• **TEXT EXTRACT**:
-=-=-

INCREDIBLE FRENCH ENDIVE SALAD WITH AGED HERB GOAT CHEESE TOASTS



Incredible French Endive Salad with Aged Herb Goat Cheese Toasts image

Categories     Bread     Salad     Cheese     Side     Broil     Goat Cheese     Endive

Yield 4 servings

Number Of Ingredients 9

1 garlic clove
Juice of 1/ 2 lemon
Coarse salt
A few sprigs of fresh flat-leaf parsley leaves
1/4 cup extra-virgin olive oil (EVOO) (eyeball it)
12 heads of endive (look for the whitest heads you can find, free of scars)
8 slices white toasting bread
2 8-ounce logs aged goat cheese
3 tablespoons Herbes de Provence (dried French herb blend, available on the spice aisle)

Steps:

  • Heat a grill pan to medium high. Turn on the broiler and place a rack at least 10 inches from the heat.
  • In a blender, combine the garlic, lemon juice, a little salt, and the parsley. Turn the blender on the "puree" setting. Stream the EVOO into the blender and puree the dressing until smooth and emulsified.
  • Trim the endives of tough ends and peel away any dry or badly scarred outer leaves. Place the endives in a shallow dish and pour the dressing over them. Turn them in the dressing to coat them evenly. Place on the hot grill pan and gently cook the endives for 6 to 7 minutes, until tender, turning frequently.
  • Lightly toast the bread under the broiler on each side and remove. Cut the bread corner to corner to make 16 triangles. Trim the ends off the logs of cheese and cut each log into 8 disks. (Cut across the middle of each log, then keep halving the sections until you have 16 equal disks from the 2 logs.) Scatter the Herbes de Provence onto the cutting board. Gently turn each disk of cheese in the dried herbs and situate a disk on each toast. Return the toasts to the oven and broil for 2 to 3 minutes to warm the cheese through and darken the toast to a light, even golden brown.
  • Remove the endives 3 at a time to a plate. Carefully halve them lengthwise with a small sharp knife and fan the halved grilled endives across the plate. Add 4 triangles of toast with warm goat cheese to the same plate and serve. Repeat with the remaining portions.

-=-=-

• **TASKS AND EXERCISES**:
a) Quote the endive salad recipe word for word, starting at "12 heads of" and ending at "tender, turning frequently.".
b) Answer these questions about the endive salad recipe:
(i) How many heads of endive does it call for?
(ii) How long are the endives cooked on the grill pan?
(iii) How many toast triangles go on each plate?
The material after this recipe comes from a separate source.

• **INFORMATION SHOWN**:
-=-=-

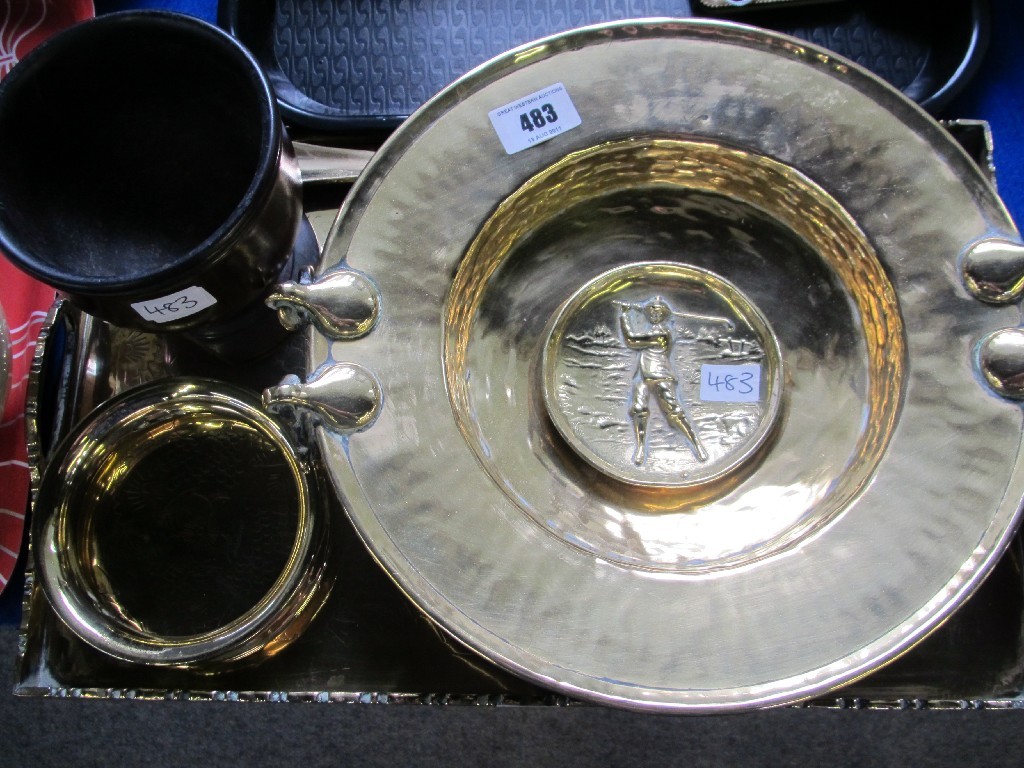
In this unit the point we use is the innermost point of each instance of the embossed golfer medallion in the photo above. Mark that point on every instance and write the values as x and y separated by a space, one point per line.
660 374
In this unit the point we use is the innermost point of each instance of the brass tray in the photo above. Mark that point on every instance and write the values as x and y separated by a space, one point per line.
370 644
675 168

-=-=-

• **ANSWERS TO THE EXERCISES**:
a)
12 heads of endive (look for the whitest heads you can find, free of scars)
8 slices white toasting bread
2 8-ounce logs aged goat cheese
3 tablespoons Herbes de Provence (dried French herb blend, available on the spice aisle)

Steps:

  • Heat a grill pan to medium high. Turn on the broiler and place a rack at least 10 inches from the heat.
  • In a blender, combine the garlic, lemon juice, a little salt, and the parsley. Turn the blender on the "puree" setting. Stream the EVOO into the blender and puree the dressing until smooth and emulsified.
  • Trim the endives of tough ends and peel away any dry or badly scarred outer leaves. Place the endives in a shallow dish and pour the dressing over them. Turn them in the dressing to coat them evenly. Place on the hot grill pan and gently cook the endives for 6 to 7 minutes, until tender, turning frequently.

b)
(i) 12
(ii) 6 to 7 minutes
(iii) 4